Tasks for this exercise:
A – Name every real person mentioned in the blog post about why the Radio Flyer wagon got its name. Leave out fictional characters.
B – Extend the blog post about the Radio Flyer name, picking up right after its final sentence.

Passage:
++++

Monday, March 28, 2011

What’s in a Name?

Folks,
If you're like myself, or my father or mother for that matter, you probably had a little red wagon when you were a kid. It was probably called a Radio Flyer. Did you every wonder why? What did radio have to do with a child's wagon? As for flying, it never went much faster than you could pull it over the sidewalk or lawn.
So, why call it Radio Flyer? Well, immigrant Antonio Pasin, inventor of the little red wagon formerly known as Model #18, needed something catchy and thoroughly modern sounding in a name. The time was the 1920s, and the two truly hot technologies coming to commercial prominence were radio broadcasting and human flight.
Other immigrants, such as Marconi, Tesla, and General” Davide Sarnoff, where making distant sounds, and not inconsiderable money, appear out of thin air. People like Charles Lindbergh and Glenn Curtiss were finding some things to do with "aeroplanes", besides dropping grenades ineffectually onto the farm fields of WWI Europe. They were setting records, zipping across entire oceans in barely more than a day, and swiftly delivering mail across continents. People turned out at country fairs, and paid good money, to see "Barnstormers" perform death-defying aerial magic. What name could have been more trendy and cool than Radio Flyer? It even looks pretty good today at RadioFlyer.com. Check out their present retro/modern as tomorrow new/old logo.
Now, every generation since the dawn of the industrial revolution has stood somehow transfixed by the latest technology to take off in the commercial market. At the dawn of television, the public was treated to television programs with characters like Captain Video; a rocket pilot, not a camera man. A couple of generations before the renamed Model #18, writer Nathaniel Hawthorne remarked, "Is it a fact- or have I dreamed it- that, by means of electricity, the world of matter has become a great nerve, vibrating thousands of miles in a breathless point of time? Rather, the round globe is a vast head, a brain, instinct with intelligence!" He's referring, of course, to the telegraph. The year was 1851. Hawthorne, like Teilhard de Chardin in his treatise “The Phenomenon of Man” wrote a century after the great poet’s heralding of a new age, foresaw the advent of today’s Internet.

++++

Given information:
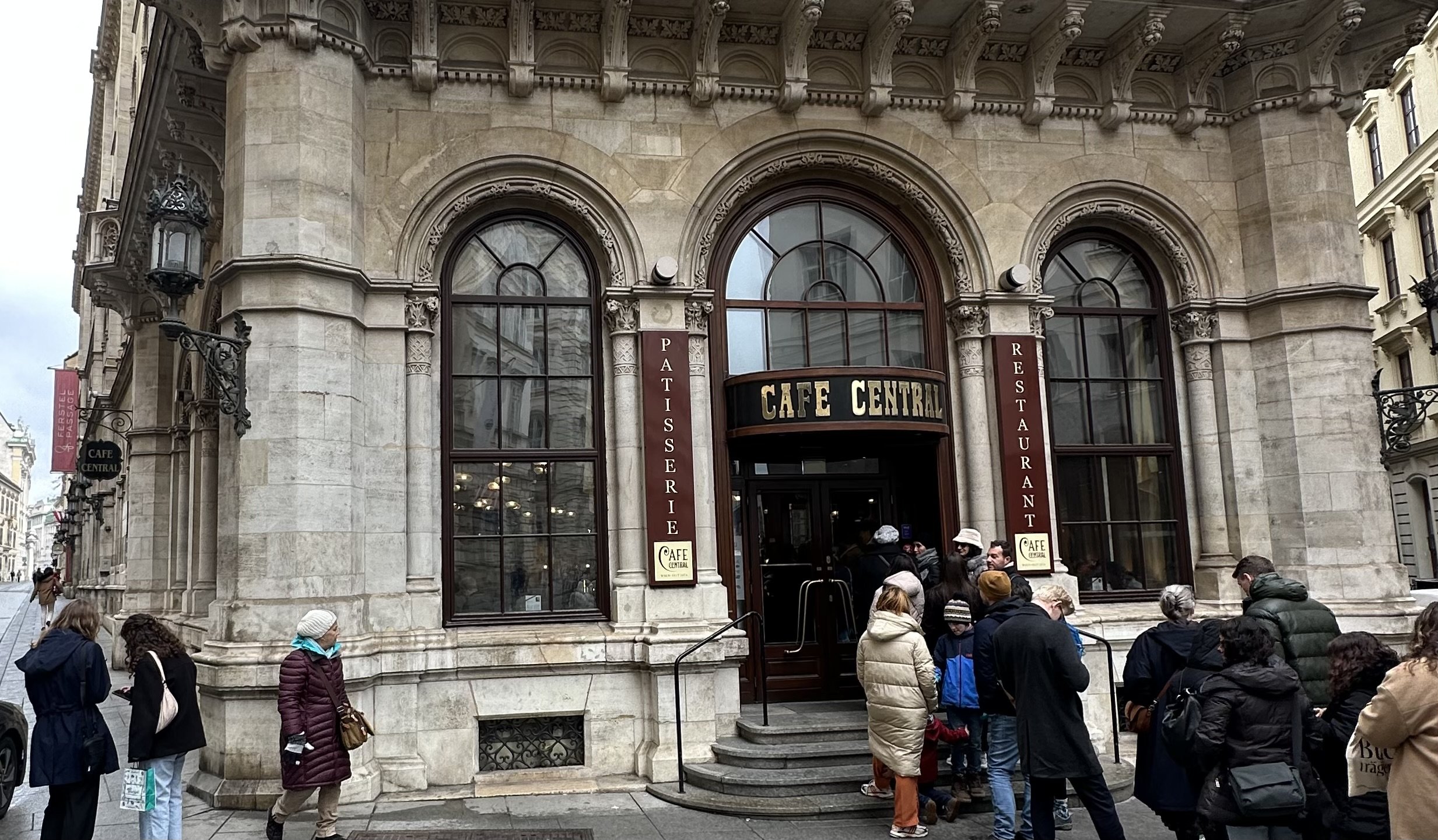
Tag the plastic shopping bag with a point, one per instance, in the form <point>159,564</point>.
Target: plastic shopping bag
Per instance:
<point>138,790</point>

++++

Answers for this exercise:
A –
- Antonio Pasin
- Marconi
- Tesla
- Davide Sarnoff
- Charles Lindbergh
- Glenn Curtiss
- Nathaniel Hawthorne
- Teilhard de Chardin

B –
Whatever. Today, just about anything with a dot-com in its name is apt to predispose us to a favorable view of it. Things cyber and virtual have become so trendy, the words have almost lost their original meaning. In fact, the word cyber practically has no meaning! It's borrowed from the word cybernetics, itself an adaption of the Greek word for a helmsman, kybernetes, and was coined by mathematician Norbert Wiener. The year was 1948, well before the advent of the microchip, and rose from Wiener's theories about the similarities between steering mechanisms for naval torpedoes and human mental processes.
Everything has a history. No technology emerges into the world as though from the Void. A company, technology or product with a name that contains dot-com, or for that matter, video, radio, steam or steel, is no more or less likely to be excellent or useful than one with the word ACME in it. But, names can sound cool. They can evoke emotions and spark notions. They can even offer a sense of dominion over what is named and pride in naming it. Naming things was, after all, one of the first gifts that G-d is alleged to have given to Man after He made the first Woman.
What’s in a name?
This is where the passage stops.